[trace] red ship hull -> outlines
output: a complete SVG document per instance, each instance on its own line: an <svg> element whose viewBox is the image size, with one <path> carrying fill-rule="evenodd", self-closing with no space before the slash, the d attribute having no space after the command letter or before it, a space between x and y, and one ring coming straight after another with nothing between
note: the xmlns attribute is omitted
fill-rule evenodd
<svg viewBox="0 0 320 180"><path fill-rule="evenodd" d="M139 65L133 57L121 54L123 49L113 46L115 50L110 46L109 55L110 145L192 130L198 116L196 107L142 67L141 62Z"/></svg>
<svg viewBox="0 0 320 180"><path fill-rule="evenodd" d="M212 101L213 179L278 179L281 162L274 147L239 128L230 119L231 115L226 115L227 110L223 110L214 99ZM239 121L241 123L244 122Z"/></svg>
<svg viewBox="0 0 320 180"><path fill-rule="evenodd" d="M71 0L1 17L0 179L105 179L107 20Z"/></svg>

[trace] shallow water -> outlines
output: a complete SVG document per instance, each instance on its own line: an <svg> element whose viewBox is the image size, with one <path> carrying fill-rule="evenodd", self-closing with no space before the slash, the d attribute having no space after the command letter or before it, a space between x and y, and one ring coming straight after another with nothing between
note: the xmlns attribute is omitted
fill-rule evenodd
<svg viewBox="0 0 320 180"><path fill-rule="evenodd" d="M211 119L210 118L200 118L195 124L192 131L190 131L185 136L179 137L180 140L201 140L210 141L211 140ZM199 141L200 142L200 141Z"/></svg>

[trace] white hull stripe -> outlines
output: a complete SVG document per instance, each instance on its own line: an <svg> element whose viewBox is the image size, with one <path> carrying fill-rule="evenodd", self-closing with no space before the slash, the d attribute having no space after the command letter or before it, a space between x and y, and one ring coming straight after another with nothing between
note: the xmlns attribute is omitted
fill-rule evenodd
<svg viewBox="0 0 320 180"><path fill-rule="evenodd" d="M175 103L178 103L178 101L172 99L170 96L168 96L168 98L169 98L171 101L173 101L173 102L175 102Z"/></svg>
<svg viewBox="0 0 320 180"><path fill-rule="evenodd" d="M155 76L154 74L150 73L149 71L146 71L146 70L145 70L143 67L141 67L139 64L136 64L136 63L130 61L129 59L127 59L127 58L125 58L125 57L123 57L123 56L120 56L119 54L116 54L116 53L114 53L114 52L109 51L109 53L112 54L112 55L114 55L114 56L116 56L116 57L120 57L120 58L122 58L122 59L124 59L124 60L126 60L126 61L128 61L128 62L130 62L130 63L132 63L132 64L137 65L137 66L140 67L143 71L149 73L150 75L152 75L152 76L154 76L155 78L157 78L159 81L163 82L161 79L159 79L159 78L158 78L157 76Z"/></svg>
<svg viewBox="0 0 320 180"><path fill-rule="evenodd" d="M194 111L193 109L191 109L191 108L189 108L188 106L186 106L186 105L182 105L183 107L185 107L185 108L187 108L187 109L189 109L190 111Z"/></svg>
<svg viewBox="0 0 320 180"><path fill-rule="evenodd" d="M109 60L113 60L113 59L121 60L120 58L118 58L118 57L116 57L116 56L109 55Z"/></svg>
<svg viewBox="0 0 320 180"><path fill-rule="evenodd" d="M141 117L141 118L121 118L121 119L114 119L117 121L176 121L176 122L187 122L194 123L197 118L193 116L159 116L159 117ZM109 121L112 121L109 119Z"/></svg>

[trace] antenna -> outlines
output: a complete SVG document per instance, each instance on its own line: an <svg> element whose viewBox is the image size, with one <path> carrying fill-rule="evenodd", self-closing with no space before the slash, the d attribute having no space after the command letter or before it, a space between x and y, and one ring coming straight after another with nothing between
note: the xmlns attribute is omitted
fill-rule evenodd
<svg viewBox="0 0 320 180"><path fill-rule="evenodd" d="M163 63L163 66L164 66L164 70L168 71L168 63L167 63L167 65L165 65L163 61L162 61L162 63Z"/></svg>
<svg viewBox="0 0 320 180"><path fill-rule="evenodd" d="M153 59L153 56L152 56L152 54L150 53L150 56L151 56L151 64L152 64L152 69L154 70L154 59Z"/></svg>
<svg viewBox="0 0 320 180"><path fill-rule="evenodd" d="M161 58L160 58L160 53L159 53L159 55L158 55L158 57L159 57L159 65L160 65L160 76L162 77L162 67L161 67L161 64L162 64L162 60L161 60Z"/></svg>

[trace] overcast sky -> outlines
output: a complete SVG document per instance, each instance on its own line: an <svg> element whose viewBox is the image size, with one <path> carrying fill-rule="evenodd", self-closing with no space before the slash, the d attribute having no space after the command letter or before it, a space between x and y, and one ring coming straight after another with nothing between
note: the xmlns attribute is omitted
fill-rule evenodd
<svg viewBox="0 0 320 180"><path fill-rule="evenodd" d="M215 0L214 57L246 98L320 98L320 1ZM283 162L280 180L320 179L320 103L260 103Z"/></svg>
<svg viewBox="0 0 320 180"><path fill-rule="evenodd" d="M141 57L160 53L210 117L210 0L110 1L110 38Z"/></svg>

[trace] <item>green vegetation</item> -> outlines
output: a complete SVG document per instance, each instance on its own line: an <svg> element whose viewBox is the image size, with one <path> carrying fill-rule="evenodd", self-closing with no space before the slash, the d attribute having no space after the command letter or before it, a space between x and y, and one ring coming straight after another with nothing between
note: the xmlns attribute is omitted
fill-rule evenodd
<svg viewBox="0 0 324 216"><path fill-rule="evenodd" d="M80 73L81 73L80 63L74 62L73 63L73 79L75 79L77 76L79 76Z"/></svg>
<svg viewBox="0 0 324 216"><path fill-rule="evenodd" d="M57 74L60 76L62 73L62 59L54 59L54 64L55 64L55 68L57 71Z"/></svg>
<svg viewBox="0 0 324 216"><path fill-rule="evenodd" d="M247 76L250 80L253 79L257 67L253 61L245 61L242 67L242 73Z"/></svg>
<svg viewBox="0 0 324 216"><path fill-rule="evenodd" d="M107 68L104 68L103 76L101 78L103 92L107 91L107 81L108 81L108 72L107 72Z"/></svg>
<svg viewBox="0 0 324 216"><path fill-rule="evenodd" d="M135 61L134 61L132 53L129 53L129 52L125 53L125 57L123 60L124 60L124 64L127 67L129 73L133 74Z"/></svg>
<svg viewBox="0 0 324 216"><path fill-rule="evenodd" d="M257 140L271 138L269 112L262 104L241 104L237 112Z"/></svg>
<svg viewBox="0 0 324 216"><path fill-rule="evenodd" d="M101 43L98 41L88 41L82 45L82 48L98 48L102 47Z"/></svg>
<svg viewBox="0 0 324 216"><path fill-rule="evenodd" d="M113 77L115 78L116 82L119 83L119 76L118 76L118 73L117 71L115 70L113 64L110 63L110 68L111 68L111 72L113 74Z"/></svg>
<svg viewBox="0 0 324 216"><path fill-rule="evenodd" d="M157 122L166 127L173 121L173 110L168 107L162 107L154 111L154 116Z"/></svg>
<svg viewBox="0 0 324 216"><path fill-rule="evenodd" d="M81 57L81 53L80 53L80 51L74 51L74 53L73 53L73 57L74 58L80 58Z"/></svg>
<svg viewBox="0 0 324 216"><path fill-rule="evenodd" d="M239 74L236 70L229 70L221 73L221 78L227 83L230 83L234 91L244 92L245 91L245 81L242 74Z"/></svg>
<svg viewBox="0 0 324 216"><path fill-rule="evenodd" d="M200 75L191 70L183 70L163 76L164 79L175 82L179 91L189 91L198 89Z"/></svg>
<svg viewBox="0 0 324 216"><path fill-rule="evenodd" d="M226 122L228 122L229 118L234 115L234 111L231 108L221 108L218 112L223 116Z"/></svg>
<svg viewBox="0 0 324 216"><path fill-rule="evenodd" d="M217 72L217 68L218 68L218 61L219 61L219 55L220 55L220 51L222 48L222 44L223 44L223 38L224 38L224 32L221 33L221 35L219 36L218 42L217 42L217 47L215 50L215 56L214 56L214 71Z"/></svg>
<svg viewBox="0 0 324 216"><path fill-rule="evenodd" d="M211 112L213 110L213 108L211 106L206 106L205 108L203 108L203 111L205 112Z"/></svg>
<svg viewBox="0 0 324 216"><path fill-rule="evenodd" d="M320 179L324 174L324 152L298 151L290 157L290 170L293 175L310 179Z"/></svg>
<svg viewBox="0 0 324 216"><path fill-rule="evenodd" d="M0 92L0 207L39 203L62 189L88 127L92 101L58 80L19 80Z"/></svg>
━━━━━━
Exercise prompt
From the listing above, collect every line that mentions the word "trace".

Result of the exercise
[trace] red ship hull -> outlines
[trace] shallow water -> outlines
[trace] white hull stripe -> outlines
[trace] antenna -> outlines
[trace] overcast sky -> outlines
[trace] <item>green vegetation</item> -> outlines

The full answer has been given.